● GIVEN REQUEST
Transcribe the records exactly from the line with "Each instance of the large" to the end, both included.

— BEGIN —

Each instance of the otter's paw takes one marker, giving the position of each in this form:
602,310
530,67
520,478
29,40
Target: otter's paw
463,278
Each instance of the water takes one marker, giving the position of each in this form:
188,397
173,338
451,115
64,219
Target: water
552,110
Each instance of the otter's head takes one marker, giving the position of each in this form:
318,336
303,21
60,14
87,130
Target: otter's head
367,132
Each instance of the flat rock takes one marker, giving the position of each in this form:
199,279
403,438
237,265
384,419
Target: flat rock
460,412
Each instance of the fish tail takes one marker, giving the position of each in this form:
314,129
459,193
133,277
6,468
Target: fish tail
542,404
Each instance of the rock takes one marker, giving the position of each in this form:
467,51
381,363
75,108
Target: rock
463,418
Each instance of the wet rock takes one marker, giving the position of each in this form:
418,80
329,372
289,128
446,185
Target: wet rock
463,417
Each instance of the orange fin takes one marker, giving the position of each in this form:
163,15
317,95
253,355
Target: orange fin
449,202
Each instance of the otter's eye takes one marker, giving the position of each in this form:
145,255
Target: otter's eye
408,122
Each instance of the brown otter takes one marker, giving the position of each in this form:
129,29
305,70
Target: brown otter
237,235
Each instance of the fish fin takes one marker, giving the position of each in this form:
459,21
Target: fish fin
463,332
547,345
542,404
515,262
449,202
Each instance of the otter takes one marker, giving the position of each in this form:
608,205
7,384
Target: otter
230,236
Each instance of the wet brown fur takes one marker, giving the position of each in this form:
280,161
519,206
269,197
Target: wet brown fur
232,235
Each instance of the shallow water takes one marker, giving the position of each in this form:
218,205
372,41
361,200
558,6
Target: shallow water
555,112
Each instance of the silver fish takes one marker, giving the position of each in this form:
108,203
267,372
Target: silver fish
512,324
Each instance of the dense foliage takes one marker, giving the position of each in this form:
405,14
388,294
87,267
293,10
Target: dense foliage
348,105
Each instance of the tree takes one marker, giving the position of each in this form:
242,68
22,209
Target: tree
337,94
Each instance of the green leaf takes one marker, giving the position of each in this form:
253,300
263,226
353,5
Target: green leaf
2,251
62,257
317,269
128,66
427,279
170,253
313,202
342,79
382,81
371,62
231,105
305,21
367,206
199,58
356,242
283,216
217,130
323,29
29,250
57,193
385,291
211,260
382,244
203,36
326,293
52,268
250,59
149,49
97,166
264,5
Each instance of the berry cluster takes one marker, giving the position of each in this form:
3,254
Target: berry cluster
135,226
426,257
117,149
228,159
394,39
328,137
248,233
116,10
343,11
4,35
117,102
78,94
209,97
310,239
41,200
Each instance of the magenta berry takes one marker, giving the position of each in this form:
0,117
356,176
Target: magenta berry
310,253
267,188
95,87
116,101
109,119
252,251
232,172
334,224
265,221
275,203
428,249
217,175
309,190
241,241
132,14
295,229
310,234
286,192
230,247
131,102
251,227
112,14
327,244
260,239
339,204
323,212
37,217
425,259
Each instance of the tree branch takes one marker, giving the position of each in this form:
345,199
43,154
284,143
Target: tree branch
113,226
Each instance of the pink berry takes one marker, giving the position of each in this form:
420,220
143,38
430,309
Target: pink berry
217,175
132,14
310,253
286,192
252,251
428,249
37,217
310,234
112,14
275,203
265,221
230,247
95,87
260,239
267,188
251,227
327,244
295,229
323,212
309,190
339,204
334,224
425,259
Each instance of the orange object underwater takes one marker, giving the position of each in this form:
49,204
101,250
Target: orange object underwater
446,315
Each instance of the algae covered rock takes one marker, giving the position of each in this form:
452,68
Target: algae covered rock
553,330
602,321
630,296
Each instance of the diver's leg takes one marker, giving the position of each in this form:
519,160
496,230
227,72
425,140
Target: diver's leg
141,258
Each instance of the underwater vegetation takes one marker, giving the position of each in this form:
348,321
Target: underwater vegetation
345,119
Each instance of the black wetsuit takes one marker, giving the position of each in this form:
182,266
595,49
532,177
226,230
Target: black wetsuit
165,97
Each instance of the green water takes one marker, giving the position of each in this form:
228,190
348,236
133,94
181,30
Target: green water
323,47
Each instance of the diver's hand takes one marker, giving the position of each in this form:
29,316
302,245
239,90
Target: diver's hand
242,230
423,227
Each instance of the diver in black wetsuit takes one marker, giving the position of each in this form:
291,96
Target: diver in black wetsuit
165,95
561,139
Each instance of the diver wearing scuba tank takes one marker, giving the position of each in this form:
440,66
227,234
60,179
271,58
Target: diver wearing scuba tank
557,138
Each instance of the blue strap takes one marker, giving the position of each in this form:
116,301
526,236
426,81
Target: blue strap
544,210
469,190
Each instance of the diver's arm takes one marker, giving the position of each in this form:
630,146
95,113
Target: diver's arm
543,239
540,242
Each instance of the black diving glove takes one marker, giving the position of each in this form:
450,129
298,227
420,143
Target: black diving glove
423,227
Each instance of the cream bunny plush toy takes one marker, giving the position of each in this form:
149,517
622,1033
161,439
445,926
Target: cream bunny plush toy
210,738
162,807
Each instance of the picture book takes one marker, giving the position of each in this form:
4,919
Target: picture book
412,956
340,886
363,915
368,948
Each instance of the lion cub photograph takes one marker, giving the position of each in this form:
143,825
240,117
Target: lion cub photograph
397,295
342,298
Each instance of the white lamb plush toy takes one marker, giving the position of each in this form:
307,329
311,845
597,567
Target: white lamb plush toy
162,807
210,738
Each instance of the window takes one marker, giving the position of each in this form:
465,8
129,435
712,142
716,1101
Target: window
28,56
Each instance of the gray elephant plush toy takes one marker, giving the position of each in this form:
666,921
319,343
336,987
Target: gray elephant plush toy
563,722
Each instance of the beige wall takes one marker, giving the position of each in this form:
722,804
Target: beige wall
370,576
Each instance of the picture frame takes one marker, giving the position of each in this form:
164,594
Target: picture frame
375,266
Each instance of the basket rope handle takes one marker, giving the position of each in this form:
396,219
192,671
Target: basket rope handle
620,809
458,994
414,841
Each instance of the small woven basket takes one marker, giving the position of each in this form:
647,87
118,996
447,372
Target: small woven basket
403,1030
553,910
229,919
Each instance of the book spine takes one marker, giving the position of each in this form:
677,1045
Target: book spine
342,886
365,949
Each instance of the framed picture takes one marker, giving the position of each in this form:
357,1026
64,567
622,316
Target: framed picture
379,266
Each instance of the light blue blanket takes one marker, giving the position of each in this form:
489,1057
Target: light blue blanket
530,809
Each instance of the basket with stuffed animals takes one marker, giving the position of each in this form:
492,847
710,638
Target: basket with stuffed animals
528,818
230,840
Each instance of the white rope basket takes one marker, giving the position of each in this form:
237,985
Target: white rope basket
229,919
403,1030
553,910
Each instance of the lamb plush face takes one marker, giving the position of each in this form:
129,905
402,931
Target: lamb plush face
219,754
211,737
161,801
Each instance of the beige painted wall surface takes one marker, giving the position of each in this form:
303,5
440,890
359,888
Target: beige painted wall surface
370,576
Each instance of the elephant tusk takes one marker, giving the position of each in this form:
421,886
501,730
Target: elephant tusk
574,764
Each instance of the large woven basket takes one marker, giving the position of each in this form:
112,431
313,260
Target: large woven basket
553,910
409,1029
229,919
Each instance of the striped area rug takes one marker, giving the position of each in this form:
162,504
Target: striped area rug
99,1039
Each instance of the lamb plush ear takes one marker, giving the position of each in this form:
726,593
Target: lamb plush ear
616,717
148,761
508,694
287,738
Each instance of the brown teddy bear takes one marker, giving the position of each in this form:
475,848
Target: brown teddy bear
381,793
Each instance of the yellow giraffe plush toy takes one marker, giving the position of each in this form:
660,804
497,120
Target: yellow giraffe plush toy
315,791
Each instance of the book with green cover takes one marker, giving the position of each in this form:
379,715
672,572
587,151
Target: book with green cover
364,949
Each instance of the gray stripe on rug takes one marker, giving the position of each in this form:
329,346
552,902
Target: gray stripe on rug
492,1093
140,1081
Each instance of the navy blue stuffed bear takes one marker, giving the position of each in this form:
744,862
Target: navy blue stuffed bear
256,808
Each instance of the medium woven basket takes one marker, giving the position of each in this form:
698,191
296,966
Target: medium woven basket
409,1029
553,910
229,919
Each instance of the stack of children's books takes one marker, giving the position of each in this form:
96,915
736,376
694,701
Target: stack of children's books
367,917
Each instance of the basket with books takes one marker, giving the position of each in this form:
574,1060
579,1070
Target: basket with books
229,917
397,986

— END —

● EXERCISE RESPONSE
Each instance of the large woven basket takes one marker, giving the position of each in this form:
112,431
313,260
Target: large woven basket
553,910
409,1029
229,919
Each instance of the striped area rug takes one marker, giving the position of each in this form:
162,504
Target: striped area rug
99,1039
Each instance of the lamb plush ear takes one marker, giving the position of each in this form:
726,593
Target: lamb plush ear
616,717
148,761
508,694
287,738
Each instance of the brown teddy bear takes one marker, giving the position of each in this form:
475,848
Target: brown teddy bear
381,793
Each instance of the yellow giraffe plush toy takes one marker, giving the position of each in this form:
660,804
497,120
Target: yellow giraffe plush toy
315,791
Each instance of the book with green cover takes one marker, giving the position of each in this form:
379,715
672,572
587,151
Target: book with green cover
364,949
Each instance of the gray stripe on rug takes one marker, giving the position of each in this form:
329,346
552,902
Target: gray stripe on rug
492,1093
140,1081
Each instance of the navy blue stuffed bear takes one marker, giving the position of each in this form:
744,862
Target: navy blue stuffed bear
256,808
Each instance of the medium woven basket takes one marker, giving the position of each in this form:
698,191
296,966
Target: medium woven basket
409,1029
553,910
229,919
Each instance of the stack of children's books takes one marker, giving the position of each in this form:
96,915
736,376
694,701
Target: stack of children's books
367,917
Each instance of the basket with books takes one marker, giving the position of each in this form:
574,1060
579,1070
Target: basket with books
229,917
397,986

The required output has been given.